** Start INFORMATION SUPPLIED **

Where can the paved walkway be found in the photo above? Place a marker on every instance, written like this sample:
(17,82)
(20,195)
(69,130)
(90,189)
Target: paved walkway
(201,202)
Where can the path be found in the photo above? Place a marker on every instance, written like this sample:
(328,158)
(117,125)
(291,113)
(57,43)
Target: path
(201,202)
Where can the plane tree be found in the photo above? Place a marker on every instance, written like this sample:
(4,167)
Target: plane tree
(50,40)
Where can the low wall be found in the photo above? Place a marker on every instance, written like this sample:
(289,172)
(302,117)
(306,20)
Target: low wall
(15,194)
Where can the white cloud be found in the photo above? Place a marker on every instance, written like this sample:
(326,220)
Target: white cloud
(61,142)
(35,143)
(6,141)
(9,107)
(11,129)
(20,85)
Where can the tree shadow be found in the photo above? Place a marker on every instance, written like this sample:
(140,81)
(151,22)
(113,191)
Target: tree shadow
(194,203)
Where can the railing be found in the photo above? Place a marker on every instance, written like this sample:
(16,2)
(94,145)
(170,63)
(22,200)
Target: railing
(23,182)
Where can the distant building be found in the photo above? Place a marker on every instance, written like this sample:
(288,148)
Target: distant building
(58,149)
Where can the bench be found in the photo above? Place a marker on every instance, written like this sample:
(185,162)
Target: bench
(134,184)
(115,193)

** End INFORMATION SUPPLIED **

## WORK INSTRUCTIONS
Copy all of the material above word for word, keeping every line in the same order.

## ANSWER FOR THIS EXERCISE
Where can the paved walkway be found in the photo above? Place a marker on every instance, written like this sample:
(17,82)
(20,195)
(69,130)
(90,189)
Target: paved walkway
(201,202)
Where can the path be found in the photo above? Place a marker on every instance, written like this sample:
(328,158)
(117,125)
(291,113)
(57,43)
Target: path
(201,202)
Where can the plane tree be found in the photo above? Place a marker on every instance, written like this sample:
(4,167)
Target: plane tree
(50,40)
Where can the low wall be found in the photo above? Place a marker on every instance, written like this sample:
(289,172)
(302,117)
(306,20)
Target: low wall
(15,194)
Where can the white cloud be found in the photo above? Place a marker on every instance, written like this sample:
(326,220)
Target: white cloud
(61,142)
(35,143)
(6,141)
(9,107)
(11,129)
(20,85)
Where can the tree shadow be found in the photo above? Place a marker on every instance, written like this sample:
(140,81)
(151,22)
(113,191)
Target: tree shadow
(194,203)
Where can the railing be found in the photo above? Place a marker on every instance, written like this sample:
(16,2)
(94,145)
(170,63)
(22,200)
Target: railing
(23,182)
Where can the distant building be found in the photo above? Place a marker on every instance, written like this sample:
(288,148)
Target: distant building
(58,149)
Where can the bench be found in the photo above? Place a marker on every instance, written like this sample:
(185,162)
Target: bench
(134,184)
(115,193)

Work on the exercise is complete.